The matrix interface requires N columns labeled z1, z2, z3 ... zN, and L rows, one for each network line (or interregional path), with a 1 in the column corresponding to the 'start' zone and a -1 in the column corresponding to the 'end' zone for each line. Here is the same network map implemented as a matrix:

Network_Lines, z1, z2, z3,
            1,  1, -1,  0,
            2,  1,  0, -1,

Note that in either case, positive flows indicate flow from start to end zone; negative flows indicate flow from end to start zone.

1.3 Demand_data.csv (Load_data.csv)

This file includes parameters to characterize model temporal resolution to approximate annual grid operations, electricity demand for each time step for each zone, and cost of load shedding. Note that GenX is designed to model hourly time steps. With some care and effort, finer (e.g. 15 minute) or courser (e.g. 2 hour) time steps can be modeled so long as all time-related parameters are scaled appropriately (e.g. time period weights, heat rates, ramp rates and minimum up and down times for generators, variable costs, etc).

Table 4: Structure of the Demand_data.csv file

Column Name	Description
Mandatory Columns
Voll	Value of lost load (also referred to as non-served energy) in /MWh.
Demand_Segment	Number of demand curtailment/unserved demand segments with different cost and capacity of curtailable demand for each segment. User-specified demand segments. Integer values starting with 1 in the first row. Additional segements added in subsequent rows.
Cost_of_Demand_Curtailment_per_MW	Cost of non-served energy/demand curtailment (for each segment), reported as a fraction of value of the lost load (non-served demand). If Demand_Segment = 1, then this parameter is a scalar and equal to one. In general this parameter is a vector of length equal to the length of Demand_Segment.
Max_Demand_Curtailment	Maximum time-dependent demand curtailable in each segment, reported as % of the demand in each zone and each period. If Demand_Segment = 1, then this parameter is a scalar and equal to one. In general this parameter is a vector of length given by length of Demand_segment.
Time_Index	Index defining time step in the model.
Demand_MW_z*	Demand profile of a zone z* in MW; if multiple zones, this parameter will be a matrix with columns equal to number of zones (each column named appropriate zone number appended to parameter) and rows equal to number of time periods of grid operations being modeled.
Rep_Periods	Number of representative periods (e.g. weeks, days) that are modeled to approximate annual grid operations. This is always a single entry. For a full-year model, this is `1`.

◆ Data excerpts
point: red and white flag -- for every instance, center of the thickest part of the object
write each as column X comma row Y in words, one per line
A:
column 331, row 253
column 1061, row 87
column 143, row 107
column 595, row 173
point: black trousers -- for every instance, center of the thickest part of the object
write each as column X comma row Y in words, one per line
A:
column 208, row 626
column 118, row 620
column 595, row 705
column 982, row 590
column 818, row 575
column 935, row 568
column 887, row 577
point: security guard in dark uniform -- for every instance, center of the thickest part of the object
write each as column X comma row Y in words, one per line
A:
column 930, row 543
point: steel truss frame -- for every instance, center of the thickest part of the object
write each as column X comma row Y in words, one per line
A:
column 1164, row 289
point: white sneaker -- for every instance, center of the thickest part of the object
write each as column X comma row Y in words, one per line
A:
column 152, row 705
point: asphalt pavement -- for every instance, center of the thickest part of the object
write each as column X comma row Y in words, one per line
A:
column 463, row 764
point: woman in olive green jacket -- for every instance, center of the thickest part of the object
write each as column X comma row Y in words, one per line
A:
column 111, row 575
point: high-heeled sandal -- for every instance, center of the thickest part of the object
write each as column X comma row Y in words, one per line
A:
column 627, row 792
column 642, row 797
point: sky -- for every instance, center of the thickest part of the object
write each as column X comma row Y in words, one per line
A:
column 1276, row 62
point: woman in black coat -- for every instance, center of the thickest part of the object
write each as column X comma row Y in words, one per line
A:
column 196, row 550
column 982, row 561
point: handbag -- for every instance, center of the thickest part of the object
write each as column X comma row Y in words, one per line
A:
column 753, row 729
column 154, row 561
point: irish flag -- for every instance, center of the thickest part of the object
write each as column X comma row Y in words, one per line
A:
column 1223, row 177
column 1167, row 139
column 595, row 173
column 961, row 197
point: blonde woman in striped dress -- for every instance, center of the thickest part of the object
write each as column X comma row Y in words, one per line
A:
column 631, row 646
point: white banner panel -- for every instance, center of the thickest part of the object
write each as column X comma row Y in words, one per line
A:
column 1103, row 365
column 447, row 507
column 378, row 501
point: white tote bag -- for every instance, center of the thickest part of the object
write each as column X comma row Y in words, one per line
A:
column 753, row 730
--
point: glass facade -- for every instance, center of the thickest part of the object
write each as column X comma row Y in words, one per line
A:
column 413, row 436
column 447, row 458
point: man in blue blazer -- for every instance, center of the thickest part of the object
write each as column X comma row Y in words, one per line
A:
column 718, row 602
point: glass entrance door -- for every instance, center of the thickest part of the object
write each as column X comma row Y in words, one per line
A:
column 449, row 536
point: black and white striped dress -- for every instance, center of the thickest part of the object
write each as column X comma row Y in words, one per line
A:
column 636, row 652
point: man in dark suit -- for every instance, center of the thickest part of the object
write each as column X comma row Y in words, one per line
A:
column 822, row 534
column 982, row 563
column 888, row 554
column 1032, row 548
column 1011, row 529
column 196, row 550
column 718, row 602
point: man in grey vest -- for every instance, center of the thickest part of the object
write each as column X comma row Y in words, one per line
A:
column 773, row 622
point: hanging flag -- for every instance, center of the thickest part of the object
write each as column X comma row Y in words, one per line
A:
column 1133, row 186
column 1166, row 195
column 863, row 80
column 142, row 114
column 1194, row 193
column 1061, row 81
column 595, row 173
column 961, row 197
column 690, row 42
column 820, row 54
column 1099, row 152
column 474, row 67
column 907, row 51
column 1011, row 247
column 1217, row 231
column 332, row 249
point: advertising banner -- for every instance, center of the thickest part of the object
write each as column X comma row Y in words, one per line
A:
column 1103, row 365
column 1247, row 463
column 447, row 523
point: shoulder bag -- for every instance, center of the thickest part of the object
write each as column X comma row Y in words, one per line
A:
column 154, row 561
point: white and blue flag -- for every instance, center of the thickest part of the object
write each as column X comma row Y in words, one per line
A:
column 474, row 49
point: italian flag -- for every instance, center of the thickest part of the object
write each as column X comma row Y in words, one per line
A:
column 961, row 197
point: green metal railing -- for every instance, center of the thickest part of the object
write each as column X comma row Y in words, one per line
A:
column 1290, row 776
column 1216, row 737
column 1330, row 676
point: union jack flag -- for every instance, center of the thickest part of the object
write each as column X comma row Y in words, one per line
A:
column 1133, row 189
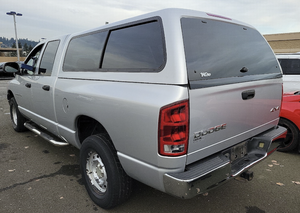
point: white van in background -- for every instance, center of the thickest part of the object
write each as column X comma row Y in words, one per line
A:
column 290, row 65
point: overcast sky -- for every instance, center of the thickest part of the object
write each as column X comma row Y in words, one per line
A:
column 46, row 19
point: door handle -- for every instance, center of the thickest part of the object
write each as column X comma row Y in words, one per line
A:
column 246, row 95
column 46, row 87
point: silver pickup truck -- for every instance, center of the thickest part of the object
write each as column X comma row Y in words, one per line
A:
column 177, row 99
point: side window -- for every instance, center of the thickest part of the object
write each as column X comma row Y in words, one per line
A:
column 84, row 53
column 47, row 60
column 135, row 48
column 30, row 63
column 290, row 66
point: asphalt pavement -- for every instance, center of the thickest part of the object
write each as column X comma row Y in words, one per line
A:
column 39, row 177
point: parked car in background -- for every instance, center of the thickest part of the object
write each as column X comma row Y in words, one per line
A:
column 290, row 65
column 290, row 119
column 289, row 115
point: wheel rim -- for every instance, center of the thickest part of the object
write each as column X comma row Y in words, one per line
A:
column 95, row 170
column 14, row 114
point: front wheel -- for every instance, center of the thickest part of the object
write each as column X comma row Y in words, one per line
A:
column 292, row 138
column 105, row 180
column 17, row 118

◆ What is required
Copy the GenX demand data text from "This file includes" to "variable costs, etc).", switching "hourly" to "daily". The material comes from a separate source.

◆ The solution
This file includes parameters to characterize model temporal resolution to approximate annual grid operations, electricity demand for each time step for each zone, and cost of load shedding. Note that GenX is designed to model daily time steps. With some care and effort, finer (e.g. 15 minute) or courser (e.g. 2 hour) time steps can be modeled so long as all time-related parameters are scaled appropriately (e.g. time period weights, heat rates, ramp rates and minimum up and down times for generators, variable costs, etc).